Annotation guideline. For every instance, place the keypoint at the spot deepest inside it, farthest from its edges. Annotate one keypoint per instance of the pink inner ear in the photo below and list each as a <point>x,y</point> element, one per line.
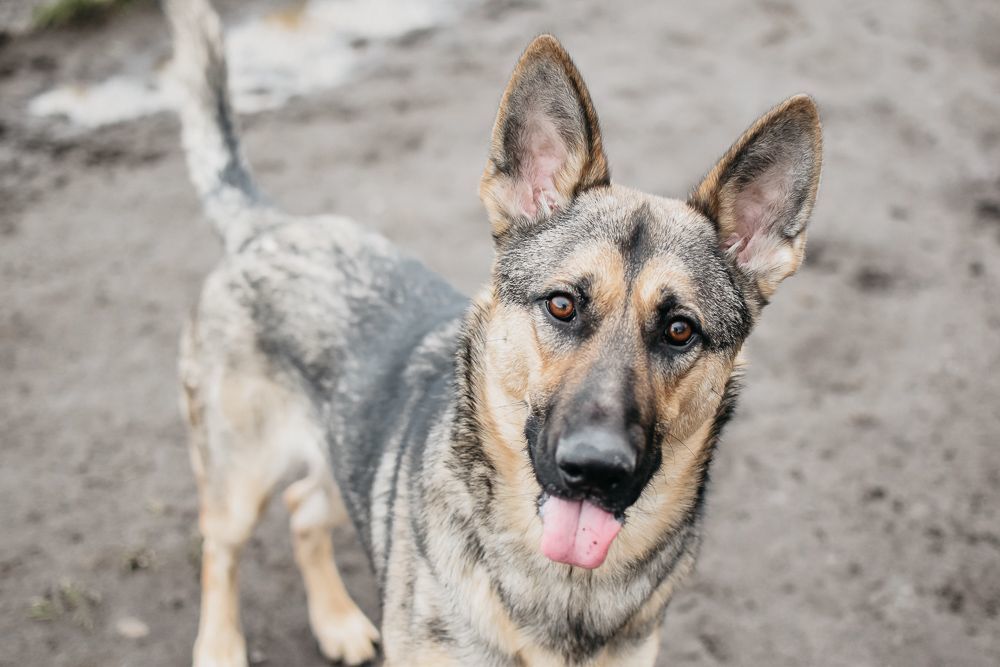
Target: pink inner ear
<point>756,210</point>
<point>545,154</point>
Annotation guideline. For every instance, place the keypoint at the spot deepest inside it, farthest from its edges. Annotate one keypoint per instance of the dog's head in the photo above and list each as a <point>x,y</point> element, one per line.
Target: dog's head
<point>618,316</point>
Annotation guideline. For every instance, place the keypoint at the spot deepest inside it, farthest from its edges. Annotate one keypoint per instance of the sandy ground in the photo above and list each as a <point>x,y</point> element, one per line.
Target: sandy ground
<point>854,515</point>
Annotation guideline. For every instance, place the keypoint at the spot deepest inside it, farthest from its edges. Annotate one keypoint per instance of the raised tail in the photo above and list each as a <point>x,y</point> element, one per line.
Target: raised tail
<point>216,164</point>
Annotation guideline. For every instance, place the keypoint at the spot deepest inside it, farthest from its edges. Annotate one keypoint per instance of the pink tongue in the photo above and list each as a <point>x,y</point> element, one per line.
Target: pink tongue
<point>577,532</point>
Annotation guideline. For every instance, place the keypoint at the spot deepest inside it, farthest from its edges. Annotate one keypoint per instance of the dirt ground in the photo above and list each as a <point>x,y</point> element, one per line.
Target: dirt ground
<point>854,515</point>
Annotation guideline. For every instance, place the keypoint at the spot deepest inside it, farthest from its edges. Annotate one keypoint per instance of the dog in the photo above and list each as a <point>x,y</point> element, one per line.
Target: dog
<point>527,469</point>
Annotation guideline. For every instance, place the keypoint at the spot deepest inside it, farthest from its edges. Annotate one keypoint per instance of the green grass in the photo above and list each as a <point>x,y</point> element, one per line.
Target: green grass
<point>63,13</point>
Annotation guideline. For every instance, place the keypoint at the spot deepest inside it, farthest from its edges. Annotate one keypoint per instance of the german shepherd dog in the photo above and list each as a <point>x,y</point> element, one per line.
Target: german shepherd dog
<point>526,471</point>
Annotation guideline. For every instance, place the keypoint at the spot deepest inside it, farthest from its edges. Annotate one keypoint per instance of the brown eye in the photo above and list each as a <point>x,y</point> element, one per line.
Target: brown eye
<point>679,332</point>
<point>561,307</point>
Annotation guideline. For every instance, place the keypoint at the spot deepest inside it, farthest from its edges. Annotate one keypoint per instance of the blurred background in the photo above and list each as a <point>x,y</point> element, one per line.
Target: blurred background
<point>854,514</point>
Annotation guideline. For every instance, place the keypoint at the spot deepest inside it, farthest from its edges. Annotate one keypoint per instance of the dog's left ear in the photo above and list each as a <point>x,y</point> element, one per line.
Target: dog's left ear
<point>761,193</point>
<point>546,145</point>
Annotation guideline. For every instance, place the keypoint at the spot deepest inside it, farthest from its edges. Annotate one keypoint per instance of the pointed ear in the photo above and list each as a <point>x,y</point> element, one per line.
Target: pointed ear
<point>546,145</point>
<point>761,193</point>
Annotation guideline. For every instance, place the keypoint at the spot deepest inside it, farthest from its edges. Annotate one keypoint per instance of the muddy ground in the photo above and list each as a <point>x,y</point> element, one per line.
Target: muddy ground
<point>854,515</point>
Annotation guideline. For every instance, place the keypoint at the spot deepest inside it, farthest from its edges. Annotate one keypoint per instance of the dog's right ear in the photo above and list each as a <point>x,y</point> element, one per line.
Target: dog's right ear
<point>546,145</point>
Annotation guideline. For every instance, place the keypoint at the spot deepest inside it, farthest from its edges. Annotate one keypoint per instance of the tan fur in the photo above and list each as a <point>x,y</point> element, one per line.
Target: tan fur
<point>247,432</point>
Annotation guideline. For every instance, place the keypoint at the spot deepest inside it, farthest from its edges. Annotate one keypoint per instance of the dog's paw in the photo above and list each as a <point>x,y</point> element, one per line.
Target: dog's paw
<point>220,651</point>
<point>349,639</point>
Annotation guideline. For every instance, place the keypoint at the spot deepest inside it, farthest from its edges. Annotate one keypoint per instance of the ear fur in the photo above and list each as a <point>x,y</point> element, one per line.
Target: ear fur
<point>546,142</point>
<point>761,193</point>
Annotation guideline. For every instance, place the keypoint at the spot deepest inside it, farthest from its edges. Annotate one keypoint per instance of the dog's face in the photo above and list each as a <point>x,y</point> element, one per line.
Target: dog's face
<point>619,315</point>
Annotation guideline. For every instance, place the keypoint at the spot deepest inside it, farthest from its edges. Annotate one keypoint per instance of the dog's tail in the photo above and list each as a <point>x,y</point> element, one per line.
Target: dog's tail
<point>215,162</point>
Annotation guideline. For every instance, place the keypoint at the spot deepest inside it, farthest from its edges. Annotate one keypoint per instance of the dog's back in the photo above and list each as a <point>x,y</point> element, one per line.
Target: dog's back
<point>315,346</point>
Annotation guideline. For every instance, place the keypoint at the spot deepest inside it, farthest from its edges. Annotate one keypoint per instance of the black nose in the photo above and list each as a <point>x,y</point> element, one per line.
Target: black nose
<point>595,459</point>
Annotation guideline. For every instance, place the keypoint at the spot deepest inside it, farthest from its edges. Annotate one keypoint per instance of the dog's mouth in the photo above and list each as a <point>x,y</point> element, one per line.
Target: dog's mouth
<point>577,532</point>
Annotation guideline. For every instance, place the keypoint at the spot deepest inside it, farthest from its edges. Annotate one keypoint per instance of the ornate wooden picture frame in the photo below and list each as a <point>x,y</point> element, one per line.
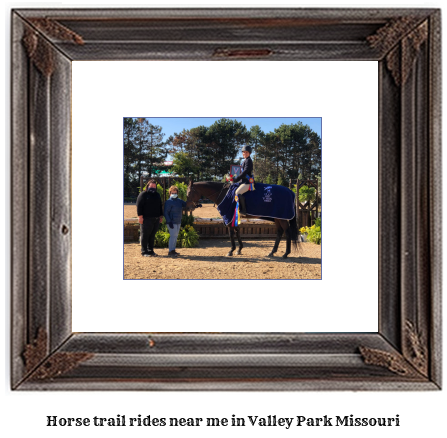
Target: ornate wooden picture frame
<point>405,353</point>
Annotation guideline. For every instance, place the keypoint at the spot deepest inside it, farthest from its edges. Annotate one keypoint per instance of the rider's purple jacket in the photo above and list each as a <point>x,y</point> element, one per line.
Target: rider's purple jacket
<point>247,170</point>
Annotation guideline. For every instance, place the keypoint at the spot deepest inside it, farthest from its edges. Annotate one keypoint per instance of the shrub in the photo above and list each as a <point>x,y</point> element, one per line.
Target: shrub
<point>313,232</point>
<point>187,237</point>
<point>307,194</point>
<point>161,239</point>
<point>182,190</point>
<point>187,220</point>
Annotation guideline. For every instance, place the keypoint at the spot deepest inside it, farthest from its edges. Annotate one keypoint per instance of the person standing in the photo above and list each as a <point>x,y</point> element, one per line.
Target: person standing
<point>247,171</point>
<point>150,215</point>
<point>173,214</point>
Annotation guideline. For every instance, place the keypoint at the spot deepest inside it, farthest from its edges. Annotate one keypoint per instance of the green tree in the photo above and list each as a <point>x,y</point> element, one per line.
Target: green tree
<point>129,156</point>
<point>183,164</point>
<point>225,137</point>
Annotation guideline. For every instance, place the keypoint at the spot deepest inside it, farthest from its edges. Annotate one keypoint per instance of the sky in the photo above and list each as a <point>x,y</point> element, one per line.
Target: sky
<point>171,125</point>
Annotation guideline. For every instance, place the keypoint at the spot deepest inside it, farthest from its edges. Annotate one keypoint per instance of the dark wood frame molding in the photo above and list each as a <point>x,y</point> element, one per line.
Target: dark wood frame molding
<point>405,354</point>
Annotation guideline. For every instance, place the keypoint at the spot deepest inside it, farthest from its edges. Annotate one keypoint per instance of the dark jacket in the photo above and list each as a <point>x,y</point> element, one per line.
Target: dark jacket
<point>247,170</point>
<point>149,204</point>
<point>173,210</point>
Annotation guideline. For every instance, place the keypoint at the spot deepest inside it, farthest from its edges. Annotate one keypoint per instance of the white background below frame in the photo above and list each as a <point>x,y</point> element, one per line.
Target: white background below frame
<point>344,94</point>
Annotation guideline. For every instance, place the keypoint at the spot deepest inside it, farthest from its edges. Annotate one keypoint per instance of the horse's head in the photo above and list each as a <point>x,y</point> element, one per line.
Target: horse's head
<point>192,197</point>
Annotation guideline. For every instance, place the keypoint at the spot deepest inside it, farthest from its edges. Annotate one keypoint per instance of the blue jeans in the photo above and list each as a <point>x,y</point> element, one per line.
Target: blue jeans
<point>173,234</point>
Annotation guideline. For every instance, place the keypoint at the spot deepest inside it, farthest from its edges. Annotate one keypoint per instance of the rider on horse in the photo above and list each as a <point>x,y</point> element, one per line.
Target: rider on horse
<point>246,174</point>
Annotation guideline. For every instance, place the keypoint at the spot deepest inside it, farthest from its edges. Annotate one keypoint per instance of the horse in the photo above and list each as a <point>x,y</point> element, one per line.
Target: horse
<point>216,191</point>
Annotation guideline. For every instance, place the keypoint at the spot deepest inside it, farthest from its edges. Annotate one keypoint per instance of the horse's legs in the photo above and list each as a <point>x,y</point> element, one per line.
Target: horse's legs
<point>233,244</point>
<point>288,244</point>
<point>278,239</point>
<point>238,235</point>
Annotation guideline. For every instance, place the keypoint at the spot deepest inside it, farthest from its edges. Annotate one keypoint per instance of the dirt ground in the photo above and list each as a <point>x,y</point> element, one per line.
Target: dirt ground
<point>209,261</point>
<point>130,211</point>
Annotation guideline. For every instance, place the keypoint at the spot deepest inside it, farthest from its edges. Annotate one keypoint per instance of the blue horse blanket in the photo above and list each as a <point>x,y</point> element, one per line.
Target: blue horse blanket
<point>267,201</point>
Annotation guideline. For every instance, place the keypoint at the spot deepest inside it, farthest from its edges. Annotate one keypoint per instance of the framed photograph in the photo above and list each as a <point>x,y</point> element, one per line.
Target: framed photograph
<point>404,353</point>
<point>235,170</point>
<point>202,225</point>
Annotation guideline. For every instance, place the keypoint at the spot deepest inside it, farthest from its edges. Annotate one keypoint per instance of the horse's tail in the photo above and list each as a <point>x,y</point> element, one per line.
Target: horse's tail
<point>294,233</point>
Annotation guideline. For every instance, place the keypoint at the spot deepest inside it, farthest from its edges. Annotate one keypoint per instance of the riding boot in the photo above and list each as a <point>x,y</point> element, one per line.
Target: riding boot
<point>242,206</point>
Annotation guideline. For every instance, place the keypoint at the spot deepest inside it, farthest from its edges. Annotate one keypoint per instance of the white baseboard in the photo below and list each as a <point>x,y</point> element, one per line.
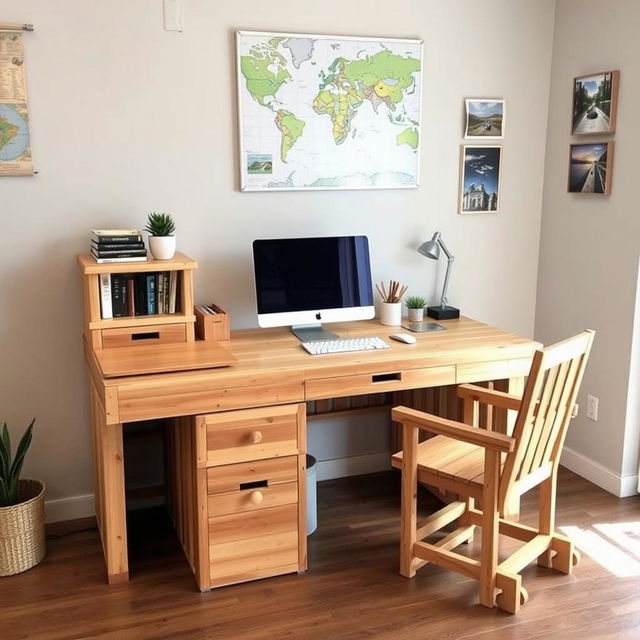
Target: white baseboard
<point>621,486</point>
<point>71,508</point>
<point>354,466</point>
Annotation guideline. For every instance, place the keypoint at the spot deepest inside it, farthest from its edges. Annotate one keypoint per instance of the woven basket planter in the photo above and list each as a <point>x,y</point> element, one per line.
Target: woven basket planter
<point>22,541</point>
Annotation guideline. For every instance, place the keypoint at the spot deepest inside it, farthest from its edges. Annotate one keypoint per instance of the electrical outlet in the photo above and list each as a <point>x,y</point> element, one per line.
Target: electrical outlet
<point>592,408</point>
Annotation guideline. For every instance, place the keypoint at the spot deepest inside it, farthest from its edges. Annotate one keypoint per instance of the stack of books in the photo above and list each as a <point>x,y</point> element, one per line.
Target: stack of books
<point>138,294</point>
<point>117,245</point>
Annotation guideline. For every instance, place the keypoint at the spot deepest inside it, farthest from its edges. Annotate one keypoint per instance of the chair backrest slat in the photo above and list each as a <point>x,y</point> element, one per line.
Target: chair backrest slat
<point>547,407</point>
<point>543,427</point>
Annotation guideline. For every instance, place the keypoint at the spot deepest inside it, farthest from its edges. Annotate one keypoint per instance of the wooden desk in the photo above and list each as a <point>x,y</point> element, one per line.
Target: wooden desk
<point>272,369</point>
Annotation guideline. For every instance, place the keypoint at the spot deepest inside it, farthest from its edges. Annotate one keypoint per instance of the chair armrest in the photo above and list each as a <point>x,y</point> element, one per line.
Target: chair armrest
<point>489,396</point>
<point>453,429</point>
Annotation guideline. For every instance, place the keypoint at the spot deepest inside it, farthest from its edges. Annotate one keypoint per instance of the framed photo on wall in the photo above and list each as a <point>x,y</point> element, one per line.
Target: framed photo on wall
<point>480,179</point>
<point>485,118</point>
<point>595,103</point>
<point>590,166</point>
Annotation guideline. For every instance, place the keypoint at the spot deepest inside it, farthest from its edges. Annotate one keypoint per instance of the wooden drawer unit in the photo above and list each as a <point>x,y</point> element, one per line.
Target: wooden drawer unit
<point>256,485</point>
<point>250,434</point>
<point>150,334</point>
<point>254,544</point>
<point>249,487</point>
<point>379,382</point>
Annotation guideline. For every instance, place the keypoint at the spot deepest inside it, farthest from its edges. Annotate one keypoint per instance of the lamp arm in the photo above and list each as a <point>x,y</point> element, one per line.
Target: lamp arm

Exercise description: In the entries above, the lines from the one bearing "Target: dark jacket" up to and including the one bearing "the horse's head" should be transcribed exactly; no other line is wanted.

Finished exercise:
Target: dark jacket
<point>247,170</point>
<point>149,204</point>
<point>173,210</point>
Annotation guideline. For every instance, place the keypoint at the spot deepest inside it, farthest from its edges. Annotate one keypoint per instance of the white background below frame in the photo above and list each as a <point>x,y</point> element, one per line.
Target: white background below frame
<point>344,94</point>
Annotation guideline. For every instance, place the keypoint at the spot deepest inside it, farthest from its edges. Annotate one keypoint per instance of the horse's head in the photo above and list each as a <point>x,y</point> element, one per line.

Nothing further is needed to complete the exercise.